─── Extract provided ───
But are all those lives all around me really so normal, or so uneventful? I think probably not. By comparison—at least in gravity—my life is at once both pale and fortunate.

Two of my closest friends are fighting off thyroid cancer. One of them received her diagnosis while she was eight months pregnant. From the outside looking in, many people dismiss thyroid cancer as “the best cancer to have” because the successful cure rate is pretty high. But that rate is little comfort in the face of the very word “cancer.” In that one word, for even those of us that have never faced it in any form, lies ominous and fearful feelings. It is still a great unknown in the world of medicine, let alone to the rest of us. Imagine hearing the news that it is in your body. You never expect it. And when you do hear that diagnosis, even in combination with all the statistics that support hope of overcoming your particular form, its presence is, at least, unexpected news, and that leaves you feeling very vulnerable.

Their fight against the “best” cancer is still very difficult. It involves surgery, and radioactive iodine treatments, and time away from loved ones, away from a newborn, and healing, and waiting, and wondering, and lifelong medication. I think it is safe to say that neither of my friends feels fortunate to have their particular kind of cancer. But, I also know both of them to be very strong, and each is showing immense courage and poise in the face of it all. I admire them both, greatly. I wonder how I would fare under the same circumstances.

And when I look around me, their stories are not the only remarkable ones. I have another friend, someone with whom I have only recently reconnected, who has suffered loss in their lifetime beyond anything I could ever fathom. Their courage and strength in the face of those losses seems so incredible, so beyond me, that I feel humbled, and wonder why I ever thought myself a survivor.
───
[Aim of the exercise]:
Please write out the passage about friends' hardships, starting at the words "And when I look" and ending after "myself a survivor.", and change "survivor" to "fighter". The entries have nothing to do with this.
─── Material supplied ───
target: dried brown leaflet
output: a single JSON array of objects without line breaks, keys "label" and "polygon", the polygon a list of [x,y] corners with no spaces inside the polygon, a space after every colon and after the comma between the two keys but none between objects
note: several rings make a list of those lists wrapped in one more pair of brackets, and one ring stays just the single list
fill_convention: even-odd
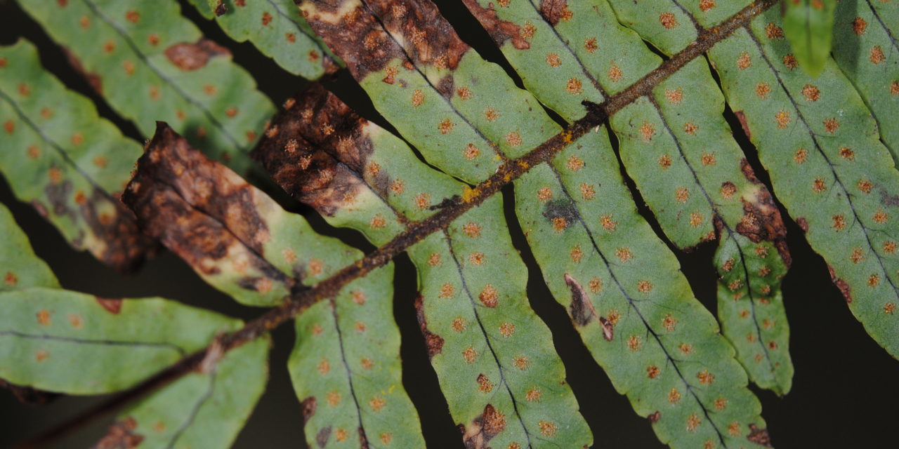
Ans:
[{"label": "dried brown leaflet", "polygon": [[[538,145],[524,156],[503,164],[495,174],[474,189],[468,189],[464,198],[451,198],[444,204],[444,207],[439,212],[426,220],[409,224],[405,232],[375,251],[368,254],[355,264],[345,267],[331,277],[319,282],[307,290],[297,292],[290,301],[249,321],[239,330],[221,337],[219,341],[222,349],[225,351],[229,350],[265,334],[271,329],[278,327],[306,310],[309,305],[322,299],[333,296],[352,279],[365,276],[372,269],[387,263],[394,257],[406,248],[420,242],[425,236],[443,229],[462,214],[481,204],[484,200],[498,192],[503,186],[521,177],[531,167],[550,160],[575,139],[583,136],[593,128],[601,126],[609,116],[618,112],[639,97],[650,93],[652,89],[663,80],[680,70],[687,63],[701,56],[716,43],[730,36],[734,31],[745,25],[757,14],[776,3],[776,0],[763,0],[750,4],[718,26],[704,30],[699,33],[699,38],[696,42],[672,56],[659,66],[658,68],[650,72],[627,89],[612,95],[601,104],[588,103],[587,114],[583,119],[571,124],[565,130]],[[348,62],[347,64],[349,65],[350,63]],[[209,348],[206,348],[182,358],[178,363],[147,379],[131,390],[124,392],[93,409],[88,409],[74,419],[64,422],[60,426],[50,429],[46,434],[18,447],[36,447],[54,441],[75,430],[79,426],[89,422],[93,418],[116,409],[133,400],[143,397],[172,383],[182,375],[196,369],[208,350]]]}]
───
[Result of the task]:
And when I look around me, their stories are not the only remarkable ones. I have another friend, someone with whom I have only recently reconnected, who has suffered loss in their lifetime beyond anything I could ever fathom. Their courage and strength in the face of those losses seems so incredible, so beyond me, that I feel humbled, and wonder why I ever thought myself a fighter.